**Task goal**
Edit the essay on brilliance by rewriting it from "I want to be loved." to "like something special.", with "community" replaced by "neighborhood".

**Reading text**
--- START ---

Lourenia Carsillo

April 5, 2024

Maybe brilliance is overrated.

"Renia, you're brilliant."

It's a phrase I have heard for as long as I can remember. That might read as a humble brag, and when I was younger, it would have been. But not today. Today, it's just a statement of fact. There's something I see about how the world and the humans in it work that most do not. And that knowing is labeled brilliance by anyone who values a bit of anticipatory foresight.

Often of late, I don't really want to be brilliant.

I want to be understood.

I want to be loved.

I want to be in a community with others who care about connection in the same ways that I have come to care and yearn for it—an understanding of a part of our humanity mostly lost in the suburban sprawl and urban buzz of individualism-obsessed modern American life.

The label of brilliant, applied to me by teachers, bosses, mentors, begrudging rivals, and well-meaning friends...It used to make me feel proud, like something special.

Over the years, I've learned that when someone calls me brilliant, it usually means that they are setting me apart from them. It means they think I know, see, or understand something they do not, and that makes me an "other."

Of course, it's orders of degrees to be "othered" for something most people admire versus being othered simply for a difference or for something society sees as "wrong."

But it's just as isolating.

There are rare exceptions, beautiful moments when someone entirely comfortable with and embracing their own particular brilliance recognizes mine, and in seeing each other, we both increase our shine. But those are fewer and farther between as the hyper-connected world just keeps getting smaller and smaller.

The thing I don't know how to rectify here is this:

It may or may not be brilliance, but I clearly see the world differently than most people do.

I see the moving pieces and patterns both individually and how they fit together in ways that are difficult to explain to almost everyone else. And most people don't love it when I anticipate what's going to happen before it happens, even if I manage not to say, "I told you so."

A therapist once told me that I would have to learn to accept that only a small handful of other people would experience me and want to be close to me, and that was okay. That I should consider those people my treasures and take deep care of those relationships. I guess I still haven't accepted it.

Brilliance, like heroism, might be something we admire. But we like to put it on a pedestal and watch it from a distance. Most of us don't want to live with it up close.

Not to mention that anything we put on a pedestal will always have a certain subset of people who want to see it torn down. 

So please, don't call me brilliant. It doesn't serve either one of us very well.

--- END ---

**Natural-language region descriptions**
--- START ---

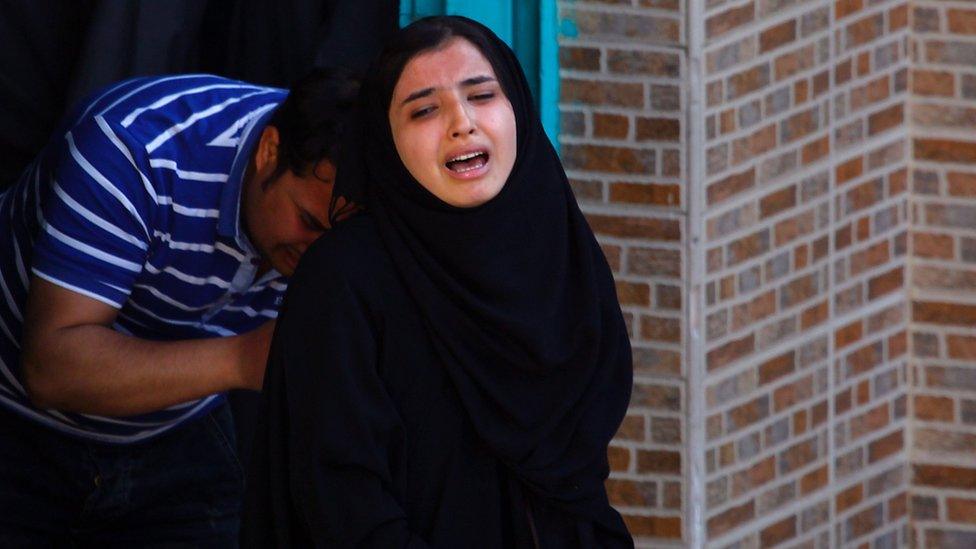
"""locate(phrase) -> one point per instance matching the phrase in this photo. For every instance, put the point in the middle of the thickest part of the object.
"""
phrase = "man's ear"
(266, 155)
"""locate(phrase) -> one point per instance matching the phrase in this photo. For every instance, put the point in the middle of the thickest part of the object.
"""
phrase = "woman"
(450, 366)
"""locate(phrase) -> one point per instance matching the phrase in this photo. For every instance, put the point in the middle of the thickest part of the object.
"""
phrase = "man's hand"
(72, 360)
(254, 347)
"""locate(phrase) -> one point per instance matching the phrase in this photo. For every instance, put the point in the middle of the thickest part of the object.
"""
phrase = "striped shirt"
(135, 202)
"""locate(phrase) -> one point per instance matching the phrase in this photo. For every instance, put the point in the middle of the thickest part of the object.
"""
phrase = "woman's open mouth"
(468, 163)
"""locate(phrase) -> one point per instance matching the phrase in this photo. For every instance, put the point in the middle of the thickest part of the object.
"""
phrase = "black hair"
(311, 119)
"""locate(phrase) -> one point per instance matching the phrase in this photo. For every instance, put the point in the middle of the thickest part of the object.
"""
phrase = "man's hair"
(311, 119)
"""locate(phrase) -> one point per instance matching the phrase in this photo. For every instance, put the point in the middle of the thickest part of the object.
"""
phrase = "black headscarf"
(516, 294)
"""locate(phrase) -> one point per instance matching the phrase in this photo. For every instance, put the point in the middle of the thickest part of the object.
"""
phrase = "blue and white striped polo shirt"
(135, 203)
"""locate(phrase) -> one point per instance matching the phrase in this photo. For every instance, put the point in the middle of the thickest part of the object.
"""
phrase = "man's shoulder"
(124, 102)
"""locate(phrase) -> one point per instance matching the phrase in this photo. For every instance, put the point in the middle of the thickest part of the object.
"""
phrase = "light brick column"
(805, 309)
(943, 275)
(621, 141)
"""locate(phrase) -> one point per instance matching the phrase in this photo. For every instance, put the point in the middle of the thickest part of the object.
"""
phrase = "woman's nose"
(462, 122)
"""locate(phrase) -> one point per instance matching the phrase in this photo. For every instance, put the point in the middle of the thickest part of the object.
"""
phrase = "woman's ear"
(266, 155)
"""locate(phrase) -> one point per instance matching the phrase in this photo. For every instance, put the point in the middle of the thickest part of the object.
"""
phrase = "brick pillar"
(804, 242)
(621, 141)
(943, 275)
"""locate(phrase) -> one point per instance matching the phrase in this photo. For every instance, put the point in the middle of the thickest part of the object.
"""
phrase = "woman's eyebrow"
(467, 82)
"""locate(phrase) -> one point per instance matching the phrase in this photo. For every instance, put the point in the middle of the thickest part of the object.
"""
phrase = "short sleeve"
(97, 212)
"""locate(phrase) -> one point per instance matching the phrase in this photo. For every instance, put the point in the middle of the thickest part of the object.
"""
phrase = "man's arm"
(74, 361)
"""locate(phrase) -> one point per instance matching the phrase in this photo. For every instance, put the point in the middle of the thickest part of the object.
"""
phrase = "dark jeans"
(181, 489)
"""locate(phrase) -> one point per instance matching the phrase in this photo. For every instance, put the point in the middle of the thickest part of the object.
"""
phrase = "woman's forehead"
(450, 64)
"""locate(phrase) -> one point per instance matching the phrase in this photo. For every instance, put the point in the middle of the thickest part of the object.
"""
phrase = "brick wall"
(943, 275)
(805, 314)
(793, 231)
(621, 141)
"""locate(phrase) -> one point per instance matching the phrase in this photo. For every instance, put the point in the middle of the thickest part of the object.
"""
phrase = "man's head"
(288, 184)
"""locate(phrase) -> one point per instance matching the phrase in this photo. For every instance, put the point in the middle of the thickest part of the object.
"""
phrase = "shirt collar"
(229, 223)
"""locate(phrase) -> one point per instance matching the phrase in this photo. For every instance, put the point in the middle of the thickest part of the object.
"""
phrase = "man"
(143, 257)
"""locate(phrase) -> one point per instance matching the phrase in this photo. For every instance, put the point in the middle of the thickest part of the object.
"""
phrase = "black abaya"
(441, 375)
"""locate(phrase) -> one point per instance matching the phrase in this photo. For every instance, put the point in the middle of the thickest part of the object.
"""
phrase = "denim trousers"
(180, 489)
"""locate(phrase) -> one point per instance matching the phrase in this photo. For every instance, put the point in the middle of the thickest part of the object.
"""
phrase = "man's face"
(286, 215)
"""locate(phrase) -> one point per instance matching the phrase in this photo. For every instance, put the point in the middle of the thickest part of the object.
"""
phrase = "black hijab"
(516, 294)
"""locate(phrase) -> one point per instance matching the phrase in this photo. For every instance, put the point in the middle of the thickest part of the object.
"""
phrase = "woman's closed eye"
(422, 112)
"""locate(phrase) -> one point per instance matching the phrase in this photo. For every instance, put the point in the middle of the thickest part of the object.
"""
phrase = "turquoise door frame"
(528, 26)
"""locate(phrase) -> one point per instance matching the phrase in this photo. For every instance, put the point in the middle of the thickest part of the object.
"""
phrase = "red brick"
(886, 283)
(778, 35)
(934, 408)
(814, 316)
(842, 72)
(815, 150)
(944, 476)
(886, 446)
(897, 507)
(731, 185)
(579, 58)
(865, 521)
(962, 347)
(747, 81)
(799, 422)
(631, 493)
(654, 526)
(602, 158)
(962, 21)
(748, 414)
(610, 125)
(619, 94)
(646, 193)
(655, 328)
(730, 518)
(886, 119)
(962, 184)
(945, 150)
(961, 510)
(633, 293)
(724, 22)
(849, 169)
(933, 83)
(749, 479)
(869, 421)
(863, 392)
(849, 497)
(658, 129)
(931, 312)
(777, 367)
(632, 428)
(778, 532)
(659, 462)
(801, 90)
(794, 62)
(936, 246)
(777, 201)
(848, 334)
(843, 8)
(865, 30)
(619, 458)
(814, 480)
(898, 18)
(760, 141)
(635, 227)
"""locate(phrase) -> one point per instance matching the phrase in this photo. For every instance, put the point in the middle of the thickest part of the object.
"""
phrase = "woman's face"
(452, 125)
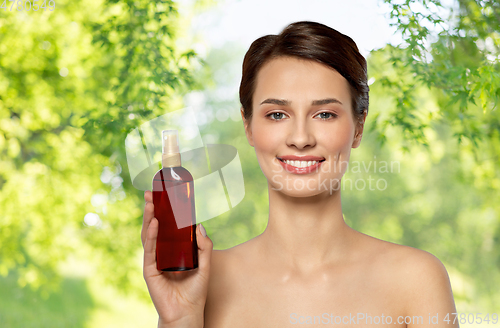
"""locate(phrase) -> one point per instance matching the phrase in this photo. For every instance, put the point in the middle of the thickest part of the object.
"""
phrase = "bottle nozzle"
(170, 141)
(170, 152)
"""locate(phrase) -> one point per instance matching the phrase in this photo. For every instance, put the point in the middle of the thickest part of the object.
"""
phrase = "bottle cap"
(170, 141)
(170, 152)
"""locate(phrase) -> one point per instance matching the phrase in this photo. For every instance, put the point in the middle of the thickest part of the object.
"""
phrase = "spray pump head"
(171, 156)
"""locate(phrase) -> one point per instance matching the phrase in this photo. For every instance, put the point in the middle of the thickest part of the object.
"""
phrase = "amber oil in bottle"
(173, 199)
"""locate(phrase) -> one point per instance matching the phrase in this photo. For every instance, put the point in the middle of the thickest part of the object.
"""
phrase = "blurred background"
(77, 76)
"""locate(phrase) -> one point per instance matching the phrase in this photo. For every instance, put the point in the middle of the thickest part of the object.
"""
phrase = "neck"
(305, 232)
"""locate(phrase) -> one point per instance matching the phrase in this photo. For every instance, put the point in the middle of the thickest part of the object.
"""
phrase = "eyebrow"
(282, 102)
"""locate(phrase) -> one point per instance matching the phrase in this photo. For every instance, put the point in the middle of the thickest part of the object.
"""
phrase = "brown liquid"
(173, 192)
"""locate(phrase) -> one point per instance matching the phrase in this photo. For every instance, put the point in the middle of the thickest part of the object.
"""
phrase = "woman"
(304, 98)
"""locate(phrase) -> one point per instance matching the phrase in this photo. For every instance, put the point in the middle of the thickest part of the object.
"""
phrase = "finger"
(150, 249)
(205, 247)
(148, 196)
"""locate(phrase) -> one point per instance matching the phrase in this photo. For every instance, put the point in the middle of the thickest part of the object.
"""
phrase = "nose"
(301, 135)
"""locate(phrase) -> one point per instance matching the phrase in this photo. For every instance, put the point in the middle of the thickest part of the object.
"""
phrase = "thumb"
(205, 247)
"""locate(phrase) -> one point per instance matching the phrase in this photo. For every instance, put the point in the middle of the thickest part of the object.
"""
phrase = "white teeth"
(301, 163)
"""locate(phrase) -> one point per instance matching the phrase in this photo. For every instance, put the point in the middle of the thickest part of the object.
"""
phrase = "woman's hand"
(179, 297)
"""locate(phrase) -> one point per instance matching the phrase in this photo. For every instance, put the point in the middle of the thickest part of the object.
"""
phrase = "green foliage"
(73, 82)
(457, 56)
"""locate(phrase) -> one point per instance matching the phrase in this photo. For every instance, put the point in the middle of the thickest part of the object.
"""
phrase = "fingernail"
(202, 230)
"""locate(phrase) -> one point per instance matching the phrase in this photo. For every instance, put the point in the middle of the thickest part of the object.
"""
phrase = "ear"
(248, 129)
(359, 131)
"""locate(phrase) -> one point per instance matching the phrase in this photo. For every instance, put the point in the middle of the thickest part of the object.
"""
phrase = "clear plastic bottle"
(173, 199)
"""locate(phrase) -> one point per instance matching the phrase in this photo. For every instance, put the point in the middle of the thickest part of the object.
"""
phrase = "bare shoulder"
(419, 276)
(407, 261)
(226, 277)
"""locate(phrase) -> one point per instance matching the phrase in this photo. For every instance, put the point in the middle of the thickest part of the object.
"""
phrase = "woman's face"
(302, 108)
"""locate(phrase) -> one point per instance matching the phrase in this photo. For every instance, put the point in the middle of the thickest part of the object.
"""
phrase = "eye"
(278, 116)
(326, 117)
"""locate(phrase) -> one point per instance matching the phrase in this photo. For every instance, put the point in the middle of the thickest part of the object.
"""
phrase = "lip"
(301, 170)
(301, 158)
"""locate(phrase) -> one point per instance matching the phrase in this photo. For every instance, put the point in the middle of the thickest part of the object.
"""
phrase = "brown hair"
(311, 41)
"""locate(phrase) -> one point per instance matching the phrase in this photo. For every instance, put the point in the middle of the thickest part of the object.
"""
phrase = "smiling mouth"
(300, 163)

--- END ---

**Answer box**
I want to be loved.

I want to be in a neighborhood with others who care about connection in the same ways that I have come to care and yearn for it—an understanding of a part of our humanity mostly lost in the suburban sprawl and urban buzz of individualism-obsessed modern American life.

The label of brilliant, applied to me by teachers, bosses, mentors, begrudging rivals, and well-meaning friends...It used to make me feel proud, like something special.